START
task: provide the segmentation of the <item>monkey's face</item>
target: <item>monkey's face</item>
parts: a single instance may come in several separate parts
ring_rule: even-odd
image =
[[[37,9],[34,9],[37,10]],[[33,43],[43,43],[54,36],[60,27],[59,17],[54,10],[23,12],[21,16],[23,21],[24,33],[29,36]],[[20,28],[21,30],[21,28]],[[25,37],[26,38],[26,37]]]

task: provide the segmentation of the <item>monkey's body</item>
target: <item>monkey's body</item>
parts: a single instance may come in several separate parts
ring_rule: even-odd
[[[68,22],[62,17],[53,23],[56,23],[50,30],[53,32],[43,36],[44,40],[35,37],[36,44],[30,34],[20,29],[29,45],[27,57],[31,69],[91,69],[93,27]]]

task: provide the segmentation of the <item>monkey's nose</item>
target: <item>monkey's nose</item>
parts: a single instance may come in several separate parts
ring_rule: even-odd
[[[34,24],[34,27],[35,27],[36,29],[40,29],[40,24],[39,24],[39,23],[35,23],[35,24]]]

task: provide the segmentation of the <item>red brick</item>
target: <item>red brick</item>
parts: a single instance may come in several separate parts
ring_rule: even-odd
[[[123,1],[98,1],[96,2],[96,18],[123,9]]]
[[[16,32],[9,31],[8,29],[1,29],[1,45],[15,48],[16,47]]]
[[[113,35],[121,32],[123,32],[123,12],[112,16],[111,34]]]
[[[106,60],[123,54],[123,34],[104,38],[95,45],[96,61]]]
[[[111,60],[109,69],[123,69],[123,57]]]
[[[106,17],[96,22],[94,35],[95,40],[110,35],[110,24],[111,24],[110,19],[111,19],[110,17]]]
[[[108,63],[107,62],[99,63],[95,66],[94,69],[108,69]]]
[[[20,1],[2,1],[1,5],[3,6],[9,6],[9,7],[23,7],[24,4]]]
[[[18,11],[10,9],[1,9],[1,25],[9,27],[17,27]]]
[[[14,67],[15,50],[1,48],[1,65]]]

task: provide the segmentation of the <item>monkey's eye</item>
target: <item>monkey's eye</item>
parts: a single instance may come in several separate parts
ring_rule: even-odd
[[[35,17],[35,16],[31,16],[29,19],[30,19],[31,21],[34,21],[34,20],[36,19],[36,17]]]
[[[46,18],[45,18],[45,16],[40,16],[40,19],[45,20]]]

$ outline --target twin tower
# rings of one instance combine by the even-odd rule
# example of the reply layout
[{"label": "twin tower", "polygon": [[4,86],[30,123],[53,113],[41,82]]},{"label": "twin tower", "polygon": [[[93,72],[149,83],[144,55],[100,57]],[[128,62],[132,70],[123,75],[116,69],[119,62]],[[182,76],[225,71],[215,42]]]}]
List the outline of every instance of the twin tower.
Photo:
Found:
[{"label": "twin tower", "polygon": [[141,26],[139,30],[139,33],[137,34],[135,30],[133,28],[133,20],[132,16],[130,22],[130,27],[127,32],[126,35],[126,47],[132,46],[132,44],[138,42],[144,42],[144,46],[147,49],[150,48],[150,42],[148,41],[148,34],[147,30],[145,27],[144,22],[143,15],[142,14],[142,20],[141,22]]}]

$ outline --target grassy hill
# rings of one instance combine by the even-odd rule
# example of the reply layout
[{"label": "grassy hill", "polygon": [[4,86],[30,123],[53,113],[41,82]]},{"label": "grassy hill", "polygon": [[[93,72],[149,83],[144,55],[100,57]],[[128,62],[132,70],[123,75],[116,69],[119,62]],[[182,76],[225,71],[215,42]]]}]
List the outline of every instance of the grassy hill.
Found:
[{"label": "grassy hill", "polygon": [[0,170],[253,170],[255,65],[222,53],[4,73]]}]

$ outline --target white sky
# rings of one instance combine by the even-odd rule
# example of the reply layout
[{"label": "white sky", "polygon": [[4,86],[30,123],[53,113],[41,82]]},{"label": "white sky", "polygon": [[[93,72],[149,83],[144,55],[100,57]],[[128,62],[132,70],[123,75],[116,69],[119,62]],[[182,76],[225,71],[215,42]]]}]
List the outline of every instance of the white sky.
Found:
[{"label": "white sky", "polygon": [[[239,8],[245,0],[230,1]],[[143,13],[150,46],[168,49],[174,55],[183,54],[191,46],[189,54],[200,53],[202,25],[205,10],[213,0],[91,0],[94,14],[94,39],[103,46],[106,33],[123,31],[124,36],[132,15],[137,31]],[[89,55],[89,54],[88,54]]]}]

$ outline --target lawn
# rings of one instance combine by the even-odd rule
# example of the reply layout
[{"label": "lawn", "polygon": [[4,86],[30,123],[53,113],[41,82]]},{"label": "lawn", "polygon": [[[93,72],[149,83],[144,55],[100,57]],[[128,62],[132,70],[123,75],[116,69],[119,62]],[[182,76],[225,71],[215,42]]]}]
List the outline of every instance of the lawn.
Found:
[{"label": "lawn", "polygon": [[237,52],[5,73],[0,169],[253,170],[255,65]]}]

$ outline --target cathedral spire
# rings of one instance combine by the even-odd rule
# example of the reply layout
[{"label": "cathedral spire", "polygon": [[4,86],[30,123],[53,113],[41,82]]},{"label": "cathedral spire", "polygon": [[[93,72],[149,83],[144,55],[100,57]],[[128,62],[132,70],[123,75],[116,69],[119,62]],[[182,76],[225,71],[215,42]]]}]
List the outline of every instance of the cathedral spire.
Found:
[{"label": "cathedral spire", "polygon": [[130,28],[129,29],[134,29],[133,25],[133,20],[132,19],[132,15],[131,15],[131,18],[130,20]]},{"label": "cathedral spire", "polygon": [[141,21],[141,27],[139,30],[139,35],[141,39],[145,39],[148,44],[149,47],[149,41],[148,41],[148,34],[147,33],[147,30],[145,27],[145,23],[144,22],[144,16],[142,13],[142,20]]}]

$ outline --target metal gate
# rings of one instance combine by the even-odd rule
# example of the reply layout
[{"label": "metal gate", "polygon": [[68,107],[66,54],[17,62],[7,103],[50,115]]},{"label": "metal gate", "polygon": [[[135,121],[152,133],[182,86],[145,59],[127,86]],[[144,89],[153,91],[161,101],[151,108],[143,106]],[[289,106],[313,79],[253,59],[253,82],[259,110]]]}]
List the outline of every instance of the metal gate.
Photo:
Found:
END
Rewrite these lines in full, switching "even-odd" to "nonzero" throughout the records and leaving everything else as it is.

COMPLETED TASK:
task: provide the segmentation of the <item>monkey's face</item>
target: <item>monkey's face</item>
parts: a single instance may come in several separate parts
ring_rule: nonzero
image =
[[[37,9],[34,9],[37,10]],[[33,43],[43,43],[54,36],[60,27],[59,17],[54,10],[23,12],[21,16],[23,21],[24,33],[29,36]],[[20,28],[21,30],[21,28]],[[25,37],[26,38],[26,37]]]

task: provide the segmentation of the <item>monkey's body</item>
target: <item>monkey's body</item>
parts: a single instance may come in several separate parts
ring_rule: nonzero
[[[68,22],[62,17],[53,23],[56,23],[50,30],[53,32],[43,36],[44,40],[35,37],[36,44],[30,34],[20,29],[29,45],[27,57],[31,69],[91,69],[93,27]]]

task: provide the segmentation of the <item>monkey's nose</item>
target: <item>monkey's nose</item>
parts: a single instance may come in several separate parts
ring_rule: nonzero
[[[34,24],[34,27],[35,27],[36,29],[40,29],[40,24],[39,24],[39,23],[35,23],[35,24]]]

task: provide the segmentation of the <item>red brick</item>
target: <item>red brick</item>
parts: a single instance may come in several separate parts
ring_rule: nonzero
[[[123,1],[98,1],[96,2],[96,18],[123,9]]]
[[[16,32],[9,31],[8,29],[1,29],[1,45],[15,48],[16,47]]]
[[[113,35],[121,32],[123,32],[123,12],[112,16],[111,34]]]
[[[106,60],[123,54],[123,34],[104,38],[95,45],[96,61]]]
[[[111,60],[109,69],[123,69],[123,57]]]
[[[106,17],[96,22],[94,35],[95,40],[110,35],[110,24],[111,24],[110,19],[111,19],[110,17]]]
[[[108,63],[107,62],[99,63],[95,66],[94,69],[108,69]]]
[[[20,1],[2,1],[1,5],[3,6],[9,6],[9,7],[23,7],[24,4]]]
[[[18,11],[10,9],[1,9],[1,25],[9,27],[17,27]]]
[[[14,67],[15,50],[1,48],[1,65]]]

task: provide the segmentation of the <item>monkey's eye</item>
target: <item>monkey's eye</item>
parts: a single instance may come in several separate parts
ring_rule: nonzero
[[[35,17],[35,16],[31,16],[29,19],[30,19],[31,21],[34,21],[34,20],[36,19],[36,17]]]
[[[46,18],[45,18],[45,16],[40,16],[40,19],[45,20]]]

$ outline --target twin tower
# rings of one instance combine by the nonzero rule
# example of the reply layout
[{"label": "twin tower", "polygon": [[4,86],[30,123],[53,113],[41,82]]},{"label": "twin tower", "polygon": [[[93,72],[149,83],[144,55],[100,57]],[[128,62],[132,70],[123,75],[116,69],[119,62]],[[182,76],[225,71],[215,42]]]}]
List the outline of every instance of the twin tower.
Photo:
Found:
[{"label": "twin tower", "polygon": [[141,26],[139,30],[139,33],[137,34],[135,30],[133,28],[133,20],[132,16],[130,22],[130,27],[127,32],[126,35],[126,47],[132,46],[132,44],[138,42],[144,42],[144,46],[147,49],[150,48],[150,42],[148,41],[148,34],[147,30],[145,27],[144,22],[143,15],[142,14],[142,20],[141,22]]}]

$ outline --target grassy hill
# rings of one instance combine by the nonzero rule
# example of the reply layout
[{"label": "grassy hill", "polygon": [[4,86],[30,123],[53,113],[41,82]]},{"label": "grassy hill", "polygon": [[[93,72],[149,83],[144,55],[100,57]],[[128,62],[132,70],[123,75],[116,69],[119,62]],[[182,76],[225,71],[215,42]]]}]
List the outline of every instance of the grassy hill.
Found:
[{"label": "grassy hill", "polygon": [[0,170],[253,170],[255,65],[222,53],[4,73]]}]

$ outline --target white sky
# rings of one instance combine by the nonzero rule
# example of the reply layout
[{"label": "white sky", "polygon": [[4,86],[30,123],[53,113],[41,82]]},{"label": "white sky", "polygon": [[[93,72],[149,83],[144,55],[100,57]],[[128,62],[132,70],[123,75],[116,69],[119,62]],[[182,76],[225,71],[215,42]]]}]
List the outline of every instance of the white sky.
Found:
[{"label": "white sky", "polygon": [[[239,8],[245,0],[230,1]],[[143,13],[150,46],[168,49],[174,55],[183,54],[191,46],[189,54],[200,53],[202,25],[205,10],[213,0],[91,0],[94,14],[94,39],[103,46],[106,33],[123,31],[124,36],[132,15],[137,31]],[[89,55],[89,54],[88,54]]]}]

$ outline --target lawn
# rings of one instance combine by the nonzero rule
# example of the reply layout
[{"label": "lawn", "polygon": [[4,86],[30,123],[53,113],[41,82]]},{"label": "lawn", "polygon": [[[93,72],[149,83],[144,55],[100,57]],[[128,62],[132,70],[123,75],[116,69],[119,62]],[[182,76],[225,71],[215,42]]]}]
List the outline of every instance of the lawn.
Found:
[{"label": "lawn", "polygon": [[237,52],[5,73],[0,169],[253,170],[255,65]]}]

$ outline --target cathedral spire
# rings of one instance combine by the nonzero rule
# example of the reply layout
[{"label": "cathedral spire", "polygon": [[4,86],[30,123],[53,113],[41,82]]},{"label": "cathedral spire", "polygon": [[[93,72],[149,83],[144,55],[100,57]],[[128,62],[132,70],[123,75],[116,69],[119,62]],[[182,76],[225,71],[215,42]]]}]
List the outline of every instance of the cathedral spire.
Found:
[{"label": "cathedral spire", "polygon": [[130,28],[129,29],[134,29],[133,25],[133,20],[132,19],[132,15],[131,15],[131,18],[130,20]]},{"label": "cathedral spire", "polygon": [[141,21],[141,27],[139,30],[139,35],[141,39],[145,39],[148,44],[149,47],[149,41],[148,41],[148,34],[147,33],[147,30],[145,27],[145,23],[144,22],[144,16],[142,13],[142,20]]}]

$ outline --target metal gate
# rings of one instance combine by the nonzero rule
# example of the reply layout
[{"label": "metal gate", "polygon": [[68,107],[66,54],[17,62],[7,103],[50,115]]},{"label": "metal gate", "polygon": [[[135,121],[152,133],[182,86],[145,59],[127,86]],[[144,89],[153,91],[161,101],[151,108],[143,106]],[[289,106],[313,79],[253,59],[253,82],[259,110]]]}]
List the outline of every instance of the metal gate.
Photo:
Found:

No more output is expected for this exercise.